• _Document extract_
— Start —

Two day split at the tmie was:

Day 1:

Squats

Bench

SLDL

Dips

CGBP

Calves

Day 2:

Deads

Single Arm Rows

Mili Press

Chins/Pullups

Shrugs

Bi's (Sometimes)


----------



## Impstar17 (Mar 11, 2008)

TH&S said:


> Two day split at the tmie was:
> 
> Day 1:
> 
> ...


Cool been a great help thank you for the advice.

D


----------



## 3752 (Jan 7, 2005)

so if you dont have a diet and just eat what you can how do you know you are eating enough or even how many cals you are eating??

why are you constanatly changing your routine?

post up what you eat over a 3 day period if you do not know that now then record everything you eat today/thurs and fri then post it up i would guess you are eating very little to what you need...


----------



## wogihao (Jun 15, 2007)

Ollie B said:


> 5000 a day is naf all.


See people say that, but its very hard to get over 4k clean unless your stuffing yourself constantly.

Lots of people say there on 4k,5k,6k and clean? Thats alot of food. a whole lot of food and if its from pasta/chicken then fook me you have a huge stomach.

— End —

• _Records provided_
— Start —

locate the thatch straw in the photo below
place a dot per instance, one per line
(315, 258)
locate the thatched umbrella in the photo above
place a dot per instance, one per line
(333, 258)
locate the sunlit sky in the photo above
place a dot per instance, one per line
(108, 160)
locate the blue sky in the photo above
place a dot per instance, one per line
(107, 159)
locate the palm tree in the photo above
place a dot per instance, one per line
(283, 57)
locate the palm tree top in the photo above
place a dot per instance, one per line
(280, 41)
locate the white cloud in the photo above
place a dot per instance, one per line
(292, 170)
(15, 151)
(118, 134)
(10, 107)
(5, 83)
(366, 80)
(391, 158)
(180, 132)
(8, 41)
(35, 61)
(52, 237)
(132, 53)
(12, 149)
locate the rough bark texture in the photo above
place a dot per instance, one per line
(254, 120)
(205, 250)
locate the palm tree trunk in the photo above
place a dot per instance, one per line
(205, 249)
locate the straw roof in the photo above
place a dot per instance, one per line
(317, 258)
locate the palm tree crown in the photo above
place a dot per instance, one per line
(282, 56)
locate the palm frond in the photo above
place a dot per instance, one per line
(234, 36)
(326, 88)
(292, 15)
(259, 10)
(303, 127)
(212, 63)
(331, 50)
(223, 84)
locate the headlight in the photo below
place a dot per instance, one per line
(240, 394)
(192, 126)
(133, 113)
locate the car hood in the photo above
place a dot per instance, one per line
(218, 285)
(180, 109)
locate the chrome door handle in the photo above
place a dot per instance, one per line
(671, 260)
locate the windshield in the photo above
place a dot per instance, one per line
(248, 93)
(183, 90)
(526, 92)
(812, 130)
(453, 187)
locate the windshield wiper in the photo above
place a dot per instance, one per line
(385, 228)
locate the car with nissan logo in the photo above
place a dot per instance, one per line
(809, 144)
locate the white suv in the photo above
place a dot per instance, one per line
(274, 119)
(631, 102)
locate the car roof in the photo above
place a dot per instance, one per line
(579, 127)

— End —

• _Stated task 1_
Copy out the entire workout forum thread word for word.
• _Stated task 2_
Write out every line of the entries again, the labeling lines included, and raise each coordinate in the dots by 76.
The forum thread and the entries were taken from unrelated sources.

• _Complete output 1_
Two day split at the tmie was:

Day 1:

Squats

Bench

SLDL

Dips

CGBP

Calves

Day 2:

Deads

Single Arm Rows

Mili Press

Chins/Pullups

Shrugs

Bi's (Sometimes)


----------



## Impstar17 (Mar 11, 2008)

TH&S said:


> Two day split at the tmie was:
> 
> Day 1:
> 
> ...


Cool been a great help thank you for the advice.

D


----------



## 3752 (Jan 7, 2005)

so if you dont have a diet and just eat what you can how do you know you are eating enough or even how many cals you are eating??

why are you constanatly changing your routine?

post up what you eat over a 3 day period if you do not know that now then record everything you eat today/thurs and fri then post it up i would guess you are eating very little to what you need...


----------



## wogihao (Jun 15, 2007)

Ollie B said:


> 5000 a day is naf all.


See people say that, but its very hard to get over 4k clean unless your stuffing yourself constantly.

Lots of people say there on 4k,5k,6k and clean? Thats alot of food. a whole lot of food and if its from pasta/chicken then fook me you have a huge stomach.

• _Complete output 2_
locate the thatch straw in the photo below
place a dot per instance, one per line
(391, 334)
locate the thatched umbrella in the photo above
place a dot per instance, one per line
(409, 334)
locate the sunlit sky in the photo above
place a dot per instance, one per line
(184, 236)
locate the blue sky in the photo above
place a dot per instance, one per line
(183, 235)
locate the palm tree in the photo above
place a dot per instance, one per line
(359, 133)
locate the palm tree top in the photo above
place a dot per instance, one per line
(356, 117)
locate the white cloud in the photo above
place a dot per instance, one per line
(368, 246)
(91, 227)
(194, 210)
(86, 183)
(81, 159)
(442, 156)
(467, 234)
(256, 208)
(84, 117)
(111, 137)
(128, 313)
(208, 129)
(88, 225)
locate the rough bark texture in the photo above
place a dot per instance, one per line
(330, 196)
(281, 326)
locate the palm tree trunk in the photo above
place a dot per instance, one per line
(281, 325)
locate the straw roof in the photo above
place a dot per instance, one per line
(393, 334)
locate the palm tree crown in the photo above
place a dot per instance, one per line
(358, 132)
locate the palm frond in the photo above
place a dot per instance, one per line
(310, 112)
(402, 164)
(368, 91)
(335, 86)
(379, 203)
(288, 139)
(407, 126)
(299, 160)
locate the headlight in the photo below
place a dot per instance, one per line
(316, 470)
(268, 202)
(209, 189)
locate the car hood in the photo above
place a dot per instance, one per line
(294, 361)
(256, 185)
locate the chrome door handle in the photo above
place a dot per instance, one per line
(747, 336)
locate the windshield in the photo above
place a dot per instance, one per line
(324, 169)
(259, 166)
(602, 168)
(888, 206)
(529, 263)
locate the windshield wiper in the photo above
place a dot per instance, one per line
(461, 304)
locate the car with nissan logo in the photo above
place a dot per instance, one per line
(885, 220)
locate the white suv in the photo above
place a dot per instance, one per line
(350, 195)
(707, 178)
locate the car roof in the photo above
place a dot per instance, one per line
(655, 203)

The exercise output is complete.